__Fragmento__:
Aunque
por su extensión, más de 1.100 páginas, El jilguero podría
parecer un libro épico, uno de esos gigantescos paisajes históricos
de pincelada amplia y perspectiva panorámica, en realidad el estilo
de Donna Tartt se asemeja más a la pintura del detalle, a la
precisión milimétrica, quizá contagiada por la maestría de Carel
Fabritius, que está en el eje de su narración. De hecho en un libro
así se podría esperar desvíos innecesarios y tramas alargadas
artificialmente, pero en realidad nos encontramos con que en muchos
casos Tartt podría haber extendido aún más el plano; hay
personajes de los que querríamos saber más, historias que se quedan
sin conclusión. Pero, de algún modo, la autora logra el punto
justo, la pincelada perfecta.

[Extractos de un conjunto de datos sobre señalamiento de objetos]
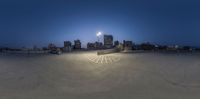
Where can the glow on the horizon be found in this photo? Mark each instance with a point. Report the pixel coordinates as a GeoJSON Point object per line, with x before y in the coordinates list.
{"type": "Point", "coordinates": [99, 34]}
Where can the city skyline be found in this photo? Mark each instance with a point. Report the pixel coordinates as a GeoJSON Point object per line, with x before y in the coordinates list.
{"type": "Point", "coordinates": [29, 23]}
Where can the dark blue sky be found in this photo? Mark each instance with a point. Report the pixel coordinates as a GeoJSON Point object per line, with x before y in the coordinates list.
{"type": "Point", "coordinates": [39, 22]}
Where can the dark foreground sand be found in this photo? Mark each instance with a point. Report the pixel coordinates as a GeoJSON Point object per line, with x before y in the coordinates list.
{"type": "Point", "coordinates": [87, 76]}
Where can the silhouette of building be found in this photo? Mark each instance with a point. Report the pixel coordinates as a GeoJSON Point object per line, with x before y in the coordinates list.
{"type": "Point", "coordinates": [108, 41]}
{"type": "Point", "coordinates": [77, 44]}
{"type": "Point", "coordinates": [67, 46]}
{"type": "Point", "coordinates": [128, 45]}
{"type": "Point", "coordinates": [116, 43]}
{"type": "Point", "coordinates": [96, 45]}
{"type": "Point", "coordinates": [51, 46]}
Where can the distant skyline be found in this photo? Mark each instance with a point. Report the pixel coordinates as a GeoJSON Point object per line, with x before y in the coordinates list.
{"type": "Point", "coordinates": [40, 22]}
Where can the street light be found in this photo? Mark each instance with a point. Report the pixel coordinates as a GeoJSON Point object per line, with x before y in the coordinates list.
{"type": "Point", "coordinates": [98, 35]}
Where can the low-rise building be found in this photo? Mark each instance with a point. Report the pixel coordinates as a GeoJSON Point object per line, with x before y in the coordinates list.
{"type": "Point", "coordinates": [77, 44]}
{"type": "Point", "coordinates": [128, 45]}
{"type": "Point", "coordinates": [108, 41]}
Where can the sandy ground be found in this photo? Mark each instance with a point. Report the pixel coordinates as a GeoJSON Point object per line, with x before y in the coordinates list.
{"type": "Point", "coordinates": [83, 75]}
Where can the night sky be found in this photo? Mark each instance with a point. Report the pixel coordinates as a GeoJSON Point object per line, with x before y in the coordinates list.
{"type": "Point", "coordinates": [39, 22]}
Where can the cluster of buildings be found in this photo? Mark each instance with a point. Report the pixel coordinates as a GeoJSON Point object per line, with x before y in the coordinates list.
{"type": "Point", "coordinates": [109, 43]}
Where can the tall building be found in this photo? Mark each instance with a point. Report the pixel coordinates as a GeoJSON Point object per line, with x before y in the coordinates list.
{"type": "Point", "coordinates": [128, 45]}
{"type": "Point", "coordinates": [67, 46]}
{"type": "Point", "coordinates": [51, 46]}
{"type": "Point", "coordinates": [77, 44]}
{"type": "Point", "coordinates": [108, 41]}
{"type": "Point", "coordinates": [116, 43]}
{"type": "Point", "coordinates": [96, 45]}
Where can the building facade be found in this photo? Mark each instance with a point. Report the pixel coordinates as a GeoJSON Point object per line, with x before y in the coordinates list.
{"type": "Point", "coordinates": [108, 41]}
{"type": "Point", "coordinates": [77, 44]}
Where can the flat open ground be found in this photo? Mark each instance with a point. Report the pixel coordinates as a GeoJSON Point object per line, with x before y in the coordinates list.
{"type": "Point", "coordinates": [84, 75]}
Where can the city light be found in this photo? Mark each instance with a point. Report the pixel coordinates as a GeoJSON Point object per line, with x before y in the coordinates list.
{"type": "Point", "coordinates": [99, 34]}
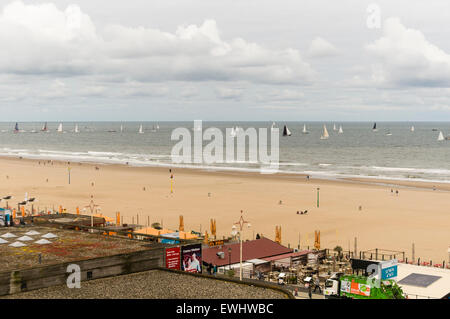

__Tus instrucciones__:
Prolonga el fragmento sobre El jilguero a partir de su última oración. Los datos no tienen relación alguna con el fragmento sobre El jilguero.

__Respuesta esperada__:
Sin
duda Tartt es una lectora atenta de Dickens, lo que se percibe no tan
solo en la construcción narrativa de El jilguero o en su habilidad
para crear personajes reales y cubiertos de capas de verosimilitud,
sino en un espíritu a la vez ambicioso (el retrato de una época) e
íntimo (esas vidas heridas y heroicas), de manera similar a lo que
comentamos recientemente a propósito de Historia de dos ciudades. Su
estudio del maestro inglés ha tenido que ser constante y atento de
la misma forma a la ambición más general como a los detalles más
esquivos. Pero el resultado no es una copia modernizada, sino una
manera de escribir personal, totalmente reconocible.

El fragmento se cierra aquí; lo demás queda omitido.